▸ **Excerpt provided**:

# # #

So the pairs are listed twice, which kind of makes sense, seeing how we constructed the data frame. This means there are 11202/2 = 5601 product-pairs that reference each other.

Now we want to explore if the "strongly connected components" of our graph are evenly distributed across all groups, which would mean that the probability of a DVD referencing to another DVD is the same as it referencing to e.g. a book, or if the groups tend to stick to themselves.

Here we first calculate the strongly connected components
(small warning: this command takes quite a while, ~1.17 hours, 238 jobs):

In [50]:
connectedComp = ProductGraph.stronglyConnectedComponents(maxIter=3)
#connectedComp.select("id", "component").groupBy("component").count().sort(desc("count")).show()

#ProductGraph.connectedComponents()
display(connectedComp)

# # #

▸ **Entries**:
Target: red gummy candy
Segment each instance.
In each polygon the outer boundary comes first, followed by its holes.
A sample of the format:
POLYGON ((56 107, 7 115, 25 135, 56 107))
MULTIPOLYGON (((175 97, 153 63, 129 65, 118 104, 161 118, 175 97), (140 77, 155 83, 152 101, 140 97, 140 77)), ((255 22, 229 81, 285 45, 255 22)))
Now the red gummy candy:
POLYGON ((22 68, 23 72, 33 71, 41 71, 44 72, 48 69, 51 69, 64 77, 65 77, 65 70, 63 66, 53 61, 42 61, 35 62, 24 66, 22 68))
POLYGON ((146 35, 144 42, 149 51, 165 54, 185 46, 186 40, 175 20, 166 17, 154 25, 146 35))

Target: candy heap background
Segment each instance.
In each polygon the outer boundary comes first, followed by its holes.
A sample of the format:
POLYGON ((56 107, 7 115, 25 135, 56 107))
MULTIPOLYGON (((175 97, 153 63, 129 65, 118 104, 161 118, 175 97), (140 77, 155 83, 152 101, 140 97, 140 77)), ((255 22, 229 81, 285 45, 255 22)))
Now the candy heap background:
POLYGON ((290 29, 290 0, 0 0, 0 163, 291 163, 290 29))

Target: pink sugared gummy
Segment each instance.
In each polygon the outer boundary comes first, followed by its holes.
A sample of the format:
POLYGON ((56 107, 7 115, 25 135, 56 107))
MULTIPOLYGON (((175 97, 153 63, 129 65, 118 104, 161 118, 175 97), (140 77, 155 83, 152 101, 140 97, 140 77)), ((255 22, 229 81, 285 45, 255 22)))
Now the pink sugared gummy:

# # #

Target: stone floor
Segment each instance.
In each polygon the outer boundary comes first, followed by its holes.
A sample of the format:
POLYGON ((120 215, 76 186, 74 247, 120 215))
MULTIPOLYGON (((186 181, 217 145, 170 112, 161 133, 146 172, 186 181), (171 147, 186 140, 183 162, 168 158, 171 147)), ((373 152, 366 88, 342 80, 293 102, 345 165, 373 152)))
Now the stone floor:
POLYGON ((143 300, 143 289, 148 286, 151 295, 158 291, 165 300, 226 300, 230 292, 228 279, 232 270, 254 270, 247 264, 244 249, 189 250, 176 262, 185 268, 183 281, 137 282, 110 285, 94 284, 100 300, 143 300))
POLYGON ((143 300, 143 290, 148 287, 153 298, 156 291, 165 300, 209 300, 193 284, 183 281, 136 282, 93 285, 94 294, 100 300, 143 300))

# # #

▸ **Written instruction A**:
Using the excerpt on strongly connected components, answer each of these:
(i) How many product-pairs reference each other?
(ii) About how long does the command that calculates the strongly connected components take, and how many jobs does it run?
(iii) What value is given for maxIter?
▸ **Written instruction B**: Transcribe the stretch of the excerpt on strongly connected components from "So the pairs" through "display(connectedComp)".
Work only from the excerpt on strongly connected components, not from the lines.

▸ **Exercise answer A**:
(i) 5601 (11202/2)
(ii) About 1.17 hours, with 238 jobs
(iii) 3

▸ **Exercise answer B**:
So the pairs are listed twice, which kind of makes sense, seeing how we constructed the data frame. This means there are 11202/2 = 5601 product-pairs that reference each other.

Now we want to explore if the "strongly connected components" of our graph are evenly distributed across all groups, which would mean that the probability of a DVD referencing to another DVD is the same as it referencing to e.g. a book, or if the groups tend to stick to themselves.

Here we first calculate the strongly connected components
(small warning: this command takes quite a while, ~1.17 hours, 238 jobs):

In [50]:
connectedComp = ProductGraph.stronglyConnectedComponents(maxIter=3)
#connectedComp.select("id", "component").groupBy("component").count().sort(desc("count")).show()

#ProductGraph.connectedComponents()
display(connectedComp)